- DIRECTIONS: Copy out the lines of the material verbatim, starting with the line that contains "# draw the outline of every instance of the faceted" and ending after the line that contains "Now draw the outline of every instance of the faceted".

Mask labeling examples

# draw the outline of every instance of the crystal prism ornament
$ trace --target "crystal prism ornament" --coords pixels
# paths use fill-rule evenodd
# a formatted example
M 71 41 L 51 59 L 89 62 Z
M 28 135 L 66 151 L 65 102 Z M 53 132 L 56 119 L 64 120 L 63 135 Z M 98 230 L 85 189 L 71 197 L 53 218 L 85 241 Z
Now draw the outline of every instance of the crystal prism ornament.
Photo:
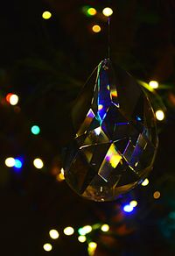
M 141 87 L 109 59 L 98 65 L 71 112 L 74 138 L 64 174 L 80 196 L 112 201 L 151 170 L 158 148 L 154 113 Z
...
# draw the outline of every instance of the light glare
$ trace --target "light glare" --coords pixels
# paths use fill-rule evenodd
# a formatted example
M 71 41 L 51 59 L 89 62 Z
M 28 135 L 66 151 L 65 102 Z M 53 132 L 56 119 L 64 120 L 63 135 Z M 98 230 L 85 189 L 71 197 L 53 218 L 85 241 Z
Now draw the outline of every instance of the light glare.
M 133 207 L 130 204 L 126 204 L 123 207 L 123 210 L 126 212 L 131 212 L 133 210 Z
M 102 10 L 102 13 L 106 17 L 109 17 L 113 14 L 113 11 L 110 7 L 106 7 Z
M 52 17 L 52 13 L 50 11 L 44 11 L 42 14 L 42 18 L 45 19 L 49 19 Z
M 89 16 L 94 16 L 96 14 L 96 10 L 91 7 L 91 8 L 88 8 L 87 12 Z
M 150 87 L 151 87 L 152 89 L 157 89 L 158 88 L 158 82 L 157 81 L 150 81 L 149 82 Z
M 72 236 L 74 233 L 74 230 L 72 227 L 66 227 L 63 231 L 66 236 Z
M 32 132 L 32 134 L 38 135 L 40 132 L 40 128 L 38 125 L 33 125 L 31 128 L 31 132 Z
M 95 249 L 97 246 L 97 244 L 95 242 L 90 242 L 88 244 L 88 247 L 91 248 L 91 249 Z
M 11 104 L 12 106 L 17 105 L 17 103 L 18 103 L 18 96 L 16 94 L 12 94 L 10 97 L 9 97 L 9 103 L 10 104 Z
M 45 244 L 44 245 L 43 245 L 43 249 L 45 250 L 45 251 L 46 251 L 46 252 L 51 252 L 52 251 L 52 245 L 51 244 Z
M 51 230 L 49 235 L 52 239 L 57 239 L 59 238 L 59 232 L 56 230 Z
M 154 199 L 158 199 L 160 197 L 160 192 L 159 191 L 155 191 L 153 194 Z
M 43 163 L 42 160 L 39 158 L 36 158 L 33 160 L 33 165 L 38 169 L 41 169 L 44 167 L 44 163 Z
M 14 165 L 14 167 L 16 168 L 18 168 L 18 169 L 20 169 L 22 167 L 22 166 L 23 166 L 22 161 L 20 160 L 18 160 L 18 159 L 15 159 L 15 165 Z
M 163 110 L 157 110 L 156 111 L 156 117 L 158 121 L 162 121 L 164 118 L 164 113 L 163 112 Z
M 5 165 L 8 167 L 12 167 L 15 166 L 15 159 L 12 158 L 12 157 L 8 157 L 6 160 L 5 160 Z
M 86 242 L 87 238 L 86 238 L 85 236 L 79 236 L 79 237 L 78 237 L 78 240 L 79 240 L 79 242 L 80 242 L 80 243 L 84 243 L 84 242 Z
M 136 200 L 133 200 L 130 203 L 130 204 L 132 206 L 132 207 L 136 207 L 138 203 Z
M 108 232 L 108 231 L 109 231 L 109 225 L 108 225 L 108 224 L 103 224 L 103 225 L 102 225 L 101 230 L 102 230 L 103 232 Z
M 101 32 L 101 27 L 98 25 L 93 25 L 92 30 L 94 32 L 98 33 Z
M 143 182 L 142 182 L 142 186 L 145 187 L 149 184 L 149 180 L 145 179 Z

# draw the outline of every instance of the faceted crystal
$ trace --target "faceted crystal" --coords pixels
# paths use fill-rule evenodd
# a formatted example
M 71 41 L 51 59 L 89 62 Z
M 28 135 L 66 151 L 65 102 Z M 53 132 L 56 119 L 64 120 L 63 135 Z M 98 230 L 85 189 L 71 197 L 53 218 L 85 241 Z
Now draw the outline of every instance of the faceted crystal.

- FINISHED TASK:
# draw the outline of every instance of the faceted crystal
$ trace --target "faceted crystal" --coords pixels
# paths use fill-rule evenodd
# a formatted example
M 71 41 L 51 59 L 89 62 Z
M 28 135 L 66 151 L 65 102 Z M 53 132 L 56 119 L 64 120 L 63 135 Z M 98 230 L 85 189 L 71 197 L 53 218 L 85 241 Z
Now draw the outline of every instance of the faceted crystal.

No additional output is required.